READING TEXT ->
- - -
Finding Damo

The story of a man, his job, two cats and the meaning of success.

Archive for the tag “film”

Imagination Master

Voting has opened in the Focus on Ability competition. Please check out our entry and vote for our chance at the Voter’s Choice Award and your chance to win a $50 iTunes voucher daily.

It’s been awhile. I’ve been busy. But hey, I’m always busy. This time, the busy-ness was due to my involvement in this year’s Focus on Ability competition. Basically, I wanted a reason to spend some time with my family in Bendigo, and this seemed like a good one.

So I asked Cai: “I want to do a movie with you, showing your abilities. What do you want to happen?”

And he said: “I want a wizard who lives in a cavern of fire, and I want to do magic.”

So I adjusted my expectations and we started work on the most epic five minute amateur film ever.

And now it’s done. And we have entered it into the competition. And we need your help to get the voting numbers. Below is a voting link, and below that are some of the behind the scenes bits that will get you excited about what we did. It was a mammoth effort involving three families, and I’m hoping it gets the attention my families deserve for all of their efforts.

Promotional Materials

It looks better in the end.

FINALIST!

2019 Focus On Ability Short Film Awards

Open Short Film Section

I’m writing to let you know that my film The Imagination Master is a finalist in the NOVA Employment 2019 Focus On Ability Short Film Awards.
- - -
DATA ENTRIES ->
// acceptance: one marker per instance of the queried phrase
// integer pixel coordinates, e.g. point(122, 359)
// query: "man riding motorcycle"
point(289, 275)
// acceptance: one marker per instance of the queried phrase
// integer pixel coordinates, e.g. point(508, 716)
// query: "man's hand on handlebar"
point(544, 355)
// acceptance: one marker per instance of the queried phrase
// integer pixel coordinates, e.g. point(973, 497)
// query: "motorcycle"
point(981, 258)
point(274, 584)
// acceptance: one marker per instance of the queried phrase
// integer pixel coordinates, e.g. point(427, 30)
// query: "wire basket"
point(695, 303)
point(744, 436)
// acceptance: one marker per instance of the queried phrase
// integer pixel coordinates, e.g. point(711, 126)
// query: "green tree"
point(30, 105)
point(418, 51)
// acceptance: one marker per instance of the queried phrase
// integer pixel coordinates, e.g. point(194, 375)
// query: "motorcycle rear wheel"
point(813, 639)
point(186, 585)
- - -
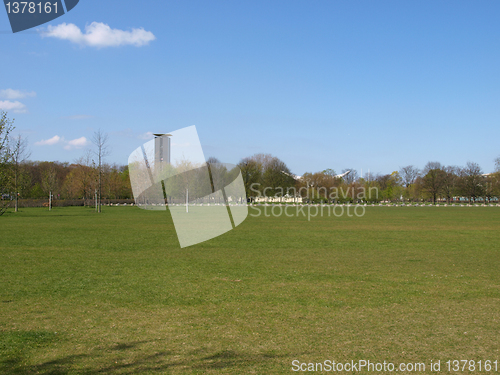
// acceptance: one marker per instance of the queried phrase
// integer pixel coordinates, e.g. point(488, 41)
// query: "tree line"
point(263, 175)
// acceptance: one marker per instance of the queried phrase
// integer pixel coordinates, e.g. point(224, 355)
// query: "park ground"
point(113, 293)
- - -
In the blog post about the Focus on Ability entry, what did Cai say he wanted to happen in the movie?

He wanted a wizard who lives in a cavern of fire, and he wanted to do magic.